Dans le paysage français du contentieux de brevet, il est classique que la validité d'un brevet européen soit contestée devant plusieurs juridictions et que des mesures d'interdiction provisoire soient décidées alors que des procédures contentieuses devant l'OEB (opposition ou recours) sont pendantes. La décision de l'OEB pouvant conduire à la révocation du brevet en cause dans tous les pays désignés, la pertinence des procédures devant l'OEB est régulièrement examinée par les magistrats français1.

L'affaire dite « valsartan amlodipine »2 en est une bonne illustration. Alors qu'une procédure d'opposition était pendante à l'OEB, une société générique assigne en nullité en France le titulaire du brevet européen, puis lance son produit générique. Le titulaire réplique par une assignation en contrefaçon, puis demande devant le juge de la mise en état des mesures d'interdiction provisoire. Avant que l'incident ne soit plaidé en France, la division d'opposition avait maintenu le brevet en première instance. Le magistrat avait été informé qu'un recours était formé devant l'OEB, des arguments du recours, et du fait que la procédure devant l'OEB était accélérée.

• Consigne 1
Dans le texte sur le contentieux de brevet, qu'avait décidé la division d'opposition en première instance avant que l'incident ne soit plaidé en France ?
• Consigne 2
D'après le texte sur le contentieux de brevet, de quoi le magistrat avait-il été informé dans l'affaire « valsartan amlodipine » ? Énumérez chacune de ces informations.
• Consigne 3
Poursuivez le texte sur le contentieux de brevet à partir de sa dernière phrase.

• Extrait de données
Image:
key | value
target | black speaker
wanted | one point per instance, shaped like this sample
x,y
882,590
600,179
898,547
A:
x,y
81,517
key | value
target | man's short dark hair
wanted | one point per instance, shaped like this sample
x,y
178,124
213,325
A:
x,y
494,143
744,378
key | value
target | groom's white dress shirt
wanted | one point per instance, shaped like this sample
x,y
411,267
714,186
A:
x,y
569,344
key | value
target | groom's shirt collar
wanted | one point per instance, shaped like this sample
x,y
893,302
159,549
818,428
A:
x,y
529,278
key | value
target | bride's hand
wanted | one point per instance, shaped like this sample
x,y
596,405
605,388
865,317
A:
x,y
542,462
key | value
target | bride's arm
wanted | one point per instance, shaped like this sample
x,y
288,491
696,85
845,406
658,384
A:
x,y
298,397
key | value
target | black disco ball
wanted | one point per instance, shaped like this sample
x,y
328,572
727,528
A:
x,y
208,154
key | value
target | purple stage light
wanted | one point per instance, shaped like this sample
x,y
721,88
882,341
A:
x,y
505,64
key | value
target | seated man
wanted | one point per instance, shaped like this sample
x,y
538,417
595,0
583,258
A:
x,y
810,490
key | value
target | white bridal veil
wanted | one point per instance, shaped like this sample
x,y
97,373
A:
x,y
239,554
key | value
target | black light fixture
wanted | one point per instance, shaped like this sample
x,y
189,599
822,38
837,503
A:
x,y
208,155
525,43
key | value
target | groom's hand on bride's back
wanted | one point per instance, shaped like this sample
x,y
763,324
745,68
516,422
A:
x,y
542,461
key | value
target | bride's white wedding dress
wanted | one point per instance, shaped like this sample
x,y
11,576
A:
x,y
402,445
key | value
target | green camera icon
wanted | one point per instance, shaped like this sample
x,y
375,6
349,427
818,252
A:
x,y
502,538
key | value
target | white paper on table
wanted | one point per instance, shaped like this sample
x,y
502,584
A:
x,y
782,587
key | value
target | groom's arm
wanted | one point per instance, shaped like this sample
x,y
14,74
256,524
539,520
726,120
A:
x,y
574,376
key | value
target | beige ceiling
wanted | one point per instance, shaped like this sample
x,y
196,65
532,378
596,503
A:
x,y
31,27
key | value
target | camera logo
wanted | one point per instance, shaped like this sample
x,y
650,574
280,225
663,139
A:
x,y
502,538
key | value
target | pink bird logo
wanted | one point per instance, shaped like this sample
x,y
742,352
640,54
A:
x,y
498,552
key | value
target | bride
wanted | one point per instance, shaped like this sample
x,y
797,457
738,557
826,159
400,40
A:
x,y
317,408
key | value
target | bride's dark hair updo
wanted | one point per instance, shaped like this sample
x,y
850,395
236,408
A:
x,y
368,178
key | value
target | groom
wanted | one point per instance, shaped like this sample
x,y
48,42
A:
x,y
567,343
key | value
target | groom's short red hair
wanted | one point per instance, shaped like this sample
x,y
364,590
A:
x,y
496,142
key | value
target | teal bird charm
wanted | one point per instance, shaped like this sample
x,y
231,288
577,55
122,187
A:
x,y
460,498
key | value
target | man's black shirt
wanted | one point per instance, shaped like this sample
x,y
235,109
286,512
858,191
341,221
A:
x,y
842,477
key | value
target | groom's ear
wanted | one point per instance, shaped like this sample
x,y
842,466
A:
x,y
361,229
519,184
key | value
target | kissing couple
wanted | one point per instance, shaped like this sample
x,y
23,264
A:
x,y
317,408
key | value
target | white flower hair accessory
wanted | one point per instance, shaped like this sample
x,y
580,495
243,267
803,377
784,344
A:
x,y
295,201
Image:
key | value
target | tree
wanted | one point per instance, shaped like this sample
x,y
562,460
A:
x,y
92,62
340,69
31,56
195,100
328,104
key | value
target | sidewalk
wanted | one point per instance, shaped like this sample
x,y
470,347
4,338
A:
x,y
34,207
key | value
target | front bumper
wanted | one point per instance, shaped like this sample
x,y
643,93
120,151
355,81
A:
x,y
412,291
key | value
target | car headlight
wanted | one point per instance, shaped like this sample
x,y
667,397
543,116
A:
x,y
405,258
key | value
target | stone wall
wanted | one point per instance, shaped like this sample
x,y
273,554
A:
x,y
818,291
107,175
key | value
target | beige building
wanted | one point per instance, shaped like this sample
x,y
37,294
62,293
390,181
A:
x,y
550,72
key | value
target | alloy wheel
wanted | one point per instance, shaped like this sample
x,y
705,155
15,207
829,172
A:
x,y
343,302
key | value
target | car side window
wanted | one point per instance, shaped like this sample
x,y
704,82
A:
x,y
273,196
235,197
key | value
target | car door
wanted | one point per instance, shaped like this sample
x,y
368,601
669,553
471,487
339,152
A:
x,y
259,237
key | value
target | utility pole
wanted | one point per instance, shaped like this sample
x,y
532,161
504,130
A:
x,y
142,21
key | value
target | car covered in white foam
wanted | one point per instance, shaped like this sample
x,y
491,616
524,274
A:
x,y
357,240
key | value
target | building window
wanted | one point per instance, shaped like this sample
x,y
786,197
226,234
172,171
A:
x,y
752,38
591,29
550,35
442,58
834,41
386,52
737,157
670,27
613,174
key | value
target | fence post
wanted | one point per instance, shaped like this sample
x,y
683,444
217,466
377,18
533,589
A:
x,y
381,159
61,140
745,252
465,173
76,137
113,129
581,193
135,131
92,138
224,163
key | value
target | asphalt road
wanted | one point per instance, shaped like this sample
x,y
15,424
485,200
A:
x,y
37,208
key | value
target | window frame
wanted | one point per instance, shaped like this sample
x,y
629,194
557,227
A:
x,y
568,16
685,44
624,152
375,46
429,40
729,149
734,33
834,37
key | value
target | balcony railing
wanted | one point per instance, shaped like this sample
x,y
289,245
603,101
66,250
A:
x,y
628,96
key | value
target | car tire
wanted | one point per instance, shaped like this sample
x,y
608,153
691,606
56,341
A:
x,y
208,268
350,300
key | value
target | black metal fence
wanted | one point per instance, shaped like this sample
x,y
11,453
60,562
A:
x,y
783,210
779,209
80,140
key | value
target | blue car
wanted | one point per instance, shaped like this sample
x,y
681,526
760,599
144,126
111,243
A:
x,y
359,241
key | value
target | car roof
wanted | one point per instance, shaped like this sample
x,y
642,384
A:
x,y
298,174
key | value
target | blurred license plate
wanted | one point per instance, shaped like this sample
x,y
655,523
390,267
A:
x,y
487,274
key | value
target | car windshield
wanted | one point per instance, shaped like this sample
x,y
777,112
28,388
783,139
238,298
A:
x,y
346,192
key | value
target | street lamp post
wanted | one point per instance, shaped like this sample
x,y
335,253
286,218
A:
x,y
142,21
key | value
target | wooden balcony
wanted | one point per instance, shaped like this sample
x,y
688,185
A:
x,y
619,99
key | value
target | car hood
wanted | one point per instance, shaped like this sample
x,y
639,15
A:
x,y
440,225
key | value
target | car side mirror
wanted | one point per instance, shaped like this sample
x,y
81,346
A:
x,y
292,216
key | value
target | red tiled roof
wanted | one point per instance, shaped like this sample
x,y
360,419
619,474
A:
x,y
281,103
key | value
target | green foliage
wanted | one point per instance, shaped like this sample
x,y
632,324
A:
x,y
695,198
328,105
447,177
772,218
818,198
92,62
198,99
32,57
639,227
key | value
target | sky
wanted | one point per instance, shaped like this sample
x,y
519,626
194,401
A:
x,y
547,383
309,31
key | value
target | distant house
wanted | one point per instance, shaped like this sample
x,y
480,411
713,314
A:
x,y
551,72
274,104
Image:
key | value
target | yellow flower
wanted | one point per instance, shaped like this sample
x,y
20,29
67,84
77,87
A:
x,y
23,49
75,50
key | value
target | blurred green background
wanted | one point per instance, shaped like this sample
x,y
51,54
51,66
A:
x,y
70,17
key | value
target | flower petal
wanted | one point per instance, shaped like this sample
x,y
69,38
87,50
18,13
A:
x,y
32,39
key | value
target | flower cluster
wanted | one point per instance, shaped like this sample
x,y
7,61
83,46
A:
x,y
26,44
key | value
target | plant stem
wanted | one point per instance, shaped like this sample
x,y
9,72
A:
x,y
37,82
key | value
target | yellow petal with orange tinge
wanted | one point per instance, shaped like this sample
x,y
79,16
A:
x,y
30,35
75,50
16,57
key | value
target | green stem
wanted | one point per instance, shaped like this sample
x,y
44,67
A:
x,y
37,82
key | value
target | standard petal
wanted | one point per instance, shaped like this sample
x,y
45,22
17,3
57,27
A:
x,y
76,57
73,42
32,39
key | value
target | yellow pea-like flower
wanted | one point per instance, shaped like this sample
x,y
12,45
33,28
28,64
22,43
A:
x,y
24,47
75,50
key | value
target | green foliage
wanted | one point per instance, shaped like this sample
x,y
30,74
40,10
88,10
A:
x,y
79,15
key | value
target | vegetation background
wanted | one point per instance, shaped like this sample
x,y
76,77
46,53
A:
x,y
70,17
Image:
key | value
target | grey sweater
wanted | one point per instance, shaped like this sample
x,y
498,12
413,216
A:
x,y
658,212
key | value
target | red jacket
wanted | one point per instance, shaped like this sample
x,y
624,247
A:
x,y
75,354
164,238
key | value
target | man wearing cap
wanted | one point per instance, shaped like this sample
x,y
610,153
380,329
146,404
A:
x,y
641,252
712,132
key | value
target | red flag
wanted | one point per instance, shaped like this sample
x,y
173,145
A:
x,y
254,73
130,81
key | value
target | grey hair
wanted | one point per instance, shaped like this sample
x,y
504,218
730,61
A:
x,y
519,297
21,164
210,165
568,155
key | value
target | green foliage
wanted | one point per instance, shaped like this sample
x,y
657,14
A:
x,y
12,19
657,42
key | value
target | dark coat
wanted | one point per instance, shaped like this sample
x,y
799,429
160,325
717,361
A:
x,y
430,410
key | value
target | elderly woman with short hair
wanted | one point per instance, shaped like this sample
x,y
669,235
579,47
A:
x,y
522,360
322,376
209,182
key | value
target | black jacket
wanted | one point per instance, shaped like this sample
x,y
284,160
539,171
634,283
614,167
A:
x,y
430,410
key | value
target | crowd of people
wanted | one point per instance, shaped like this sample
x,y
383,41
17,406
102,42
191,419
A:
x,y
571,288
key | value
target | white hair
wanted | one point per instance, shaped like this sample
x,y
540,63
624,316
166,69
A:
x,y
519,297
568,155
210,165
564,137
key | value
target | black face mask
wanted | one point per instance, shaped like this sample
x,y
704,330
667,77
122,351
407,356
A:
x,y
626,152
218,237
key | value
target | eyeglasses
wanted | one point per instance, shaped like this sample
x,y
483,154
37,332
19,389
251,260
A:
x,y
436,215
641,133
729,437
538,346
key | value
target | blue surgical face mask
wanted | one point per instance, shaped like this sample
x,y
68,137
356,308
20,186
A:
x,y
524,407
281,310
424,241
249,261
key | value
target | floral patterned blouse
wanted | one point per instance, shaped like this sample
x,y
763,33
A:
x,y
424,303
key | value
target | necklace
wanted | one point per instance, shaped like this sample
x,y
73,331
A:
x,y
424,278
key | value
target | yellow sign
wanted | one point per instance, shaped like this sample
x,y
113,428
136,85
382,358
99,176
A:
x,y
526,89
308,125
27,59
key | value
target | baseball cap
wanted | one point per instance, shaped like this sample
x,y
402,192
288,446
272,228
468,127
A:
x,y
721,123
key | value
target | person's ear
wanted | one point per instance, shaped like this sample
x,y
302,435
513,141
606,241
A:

• Réponse 1
Elle avait maintenu le brevet.

• Réponse 2
- Un recours était formé devant l'OEB.
- Les arguments de ce recours.
- La procédure devant l'OEB était accélérée.

• Réponse 3
Le magistrat français a estimé, après examen détaillé, que tous les motifs de nullité soulevés devaient être rejetés. Cette interprétation s'inscrit dans la lignée des décisions rendues précédemment3 selon lesquelles si l'OEB, en opposition, a estimé un brevet valable, le juge saisi d'une demande d'interdiction provisoire va également considérer le brevet valable.

Cette interprétation est sujette à caution car les chambres de recours n'ont pas nécessairement tendance à confirmer les décisions des divisions d'opposition. Par exemple, la chambre de recours 3.3.1 (qui est celle du cas valsartan amlodipine) n'a confirmé en 2018 que 28% des décisions de la division d'opposition qui avaient maintenu le brevet tel que délivré. Il est donc étonnant que les décisions des divisions d'opposition aient une influence si importante et notamment dans le cas d'interdictions provisoires.

Dans l'affaire « valsartan amlodipine », le magistrat français a prononcé des mesures provisoires : il a notamment ordonné le paiement de dommages et intérêts à titre de provision (environ dix millions d'euros), la cessation de la commercialisation sous 48 heures, ainsi que la production de documents comptables. En raison d'un accord amiable, la procédure au fond s'est terminée.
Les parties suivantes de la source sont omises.